**EXTRACTED RECORDS**
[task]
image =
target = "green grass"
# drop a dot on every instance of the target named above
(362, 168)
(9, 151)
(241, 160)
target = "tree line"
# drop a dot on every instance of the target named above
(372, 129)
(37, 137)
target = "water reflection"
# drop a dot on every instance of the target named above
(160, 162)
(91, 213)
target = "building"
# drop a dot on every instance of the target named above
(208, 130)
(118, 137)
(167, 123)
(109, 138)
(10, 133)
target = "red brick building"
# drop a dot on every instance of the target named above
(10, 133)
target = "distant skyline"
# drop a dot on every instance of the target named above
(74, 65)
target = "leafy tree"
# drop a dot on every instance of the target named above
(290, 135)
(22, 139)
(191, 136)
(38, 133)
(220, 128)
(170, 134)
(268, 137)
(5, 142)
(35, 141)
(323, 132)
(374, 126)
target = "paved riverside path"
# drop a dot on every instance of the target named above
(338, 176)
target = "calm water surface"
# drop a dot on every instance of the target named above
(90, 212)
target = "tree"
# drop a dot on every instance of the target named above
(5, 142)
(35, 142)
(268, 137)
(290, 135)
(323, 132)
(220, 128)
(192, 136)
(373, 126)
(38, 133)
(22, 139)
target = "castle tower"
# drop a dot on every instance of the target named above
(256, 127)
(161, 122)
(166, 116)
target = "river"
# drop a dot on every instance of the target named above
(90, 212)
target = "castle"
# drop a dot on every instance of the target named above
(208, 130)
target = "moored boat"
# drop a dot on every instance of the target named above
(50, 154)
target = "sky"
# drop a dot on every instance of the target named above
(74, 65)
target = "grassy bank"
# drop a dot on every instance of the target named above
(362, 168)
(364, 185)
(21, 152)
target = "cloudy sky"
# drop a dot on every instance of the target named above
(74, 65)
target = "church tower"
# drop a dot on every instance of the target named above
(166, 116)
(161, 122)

**WHAT YOU SHOULD DO**
Write out the whole listing above once more, exactly.

**EXPECTED ANSWER**
[task]
image =
target = "green grass"
# drop a dot on every instance of the target named above
(362, 168)
(9, 151)
(241, 160)
target = "tree line"
# drop a dot on every instance of the target named above
(372, 129)
(37, 137)
target = "water reflection"
# drop a dot on every instance of the target named above
(160, 162)
(91, 213)
target = "building"
# drop a dot on every instance of the target named above
(208, 130)
(118, 137)
(167, 123)
(109, 138)
(10, 133)
target = "red brick building"
# drop a dot on every instance of the target named above
(10, 133)
target = "distant skyline"
# drop a dot on every instance of the target named above
(74, 65)
target = "leafy tree"
# drop a dot on every instance of the target named above
(290, 135)
(22, 139)
(191, 136)
(38, 133)
(220, 128)
(170, 134)
(268, 137)
(5, 142)
(35, 141)
(323, 132)
(374, 126)
target = "paved riverside path"
# drop a dot on every instance of the target named above
(338, 176)
target = "calm water surface"
# drop a dot on every instance of the target named above
(90, 212)
target = "tree"
# drop a dot on every instance of the target named above
(5, 142)
(35, 142)
(268, 137)
(290, 135)
(323, 132)
(220, 128)
(192, 136)
(373, 126)
(38, 133)
(22, 139)
target = "castle tower"
# drop a dot on every instance of the target named above
(256, 127)
(161, 122)
(166, 116)
target = "river"
# drop a dot on every instance of the target named above
(90, 212)
target = "castle"
# drop a dot on every instance of the target named above
(208, 130)
target = "moored boat"
# drop a dot on every instance of the target named above
(50, 154)
target = "sky"
# drop a dot on every instance of the target named above
(74, 65)
target = "grassy bank"
# drop a dot on every instance of the target named above
(362, 168)
(364, 185)
(21, 152)
target = "cloudy sky"
# drop a dot on every instance of the target named above
(74, 65)
target = "church tower"
# drop a dot on every instance of the target named above
(166, 116)
(161, 122)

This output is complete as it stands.